• [WHAT TO WORK ON]
Output the line containing "of the hill" and all subsequent lines of the listing below, copied exactly, with no other lines.

• [SUPPLIED RECORDS]
------------------------------------

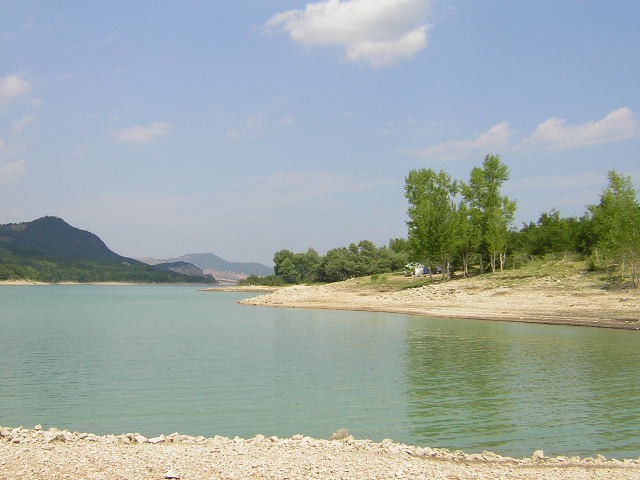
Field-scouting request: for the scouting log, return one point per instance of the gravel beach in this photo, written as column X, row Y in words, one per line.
column 569, row 300
column 56, row 454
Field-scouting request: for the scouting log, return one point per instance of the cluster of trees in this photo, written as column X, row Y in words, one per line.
column 451, row 220
column 456, row 224
column 615, row 224
column 460, row 226
column 338, row 264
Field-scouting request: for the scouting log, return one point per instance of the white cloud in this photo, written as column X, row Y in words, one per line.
column 493, row 140
column 257, row 123
column 289, row 188
column 142, row 133
column 585, row 180
column 22, row 124
column 12, row 171
column 374, row 32
column 557, row 134
column 12, row 87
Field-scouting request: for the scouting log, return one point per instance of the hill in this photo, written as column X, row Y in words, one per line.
column 209, row 262
column 50, row 250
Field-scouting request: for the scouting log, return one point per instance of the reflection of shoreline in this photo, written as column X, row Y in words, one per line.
column 54, row 453
column 541, row 302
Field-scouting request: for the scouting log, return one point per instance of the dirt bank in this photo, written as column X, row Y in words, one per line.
column 55, row 454
column 570, row 298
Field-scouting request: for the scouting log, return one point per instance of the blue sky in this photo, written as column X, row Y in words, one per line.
column 242, row 127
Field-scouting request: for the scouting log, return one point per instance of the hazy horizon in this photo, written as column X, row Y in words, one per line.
column 242, row 128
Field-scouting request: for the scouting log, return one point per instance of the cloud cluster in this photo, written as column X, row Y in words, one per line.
column 266, row 120
column 12, row 87
column 552, row 134
column 12, row 171
column 377, row 33
column 557, row 134
column 142, row 133
column 282, row 188
column 493, row 140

------------------------------------

• [ANSWER]
Field-scouting request: for the scouting log, return one point per instance of the hill in this photo, written as column X, row Y in words, one per line.
column 209, row 262
column 50, row 250
Field-scouting request: for the scouting log, return one point per instance of the reflection of shoreline in this photo, written as column X, row Y in words, one per line.
column 54, row 453
column 541, row 302
Field-scouting request: for the scouting log, return one point per instance of the dirt bank in this photo, written as column X, row Y in words, one per line.
column 55, row 454
column 570, row 298
Field-scouting request: for the scouting log, return one point per instance of the blue sky in this photo, written as column X, row Y in words, one per line.
column 242, row 127
Field-scouting request: for the scouting log, return one point per instance of the hazy horizon in this photo, written as column X, row Y in words, one per line.
column 242, row 128
Field-scouting request: for the scouting log, return one point per instance of the cloud cluster in this photo, written as column X, row Y in words, one per line.
column 266, row 120
column 12, row 87
column 552, row 134
column 12, row 171
column 377, row 33
column 557, row 134
column 142, row 133
column 282, row 188
column 493, row 140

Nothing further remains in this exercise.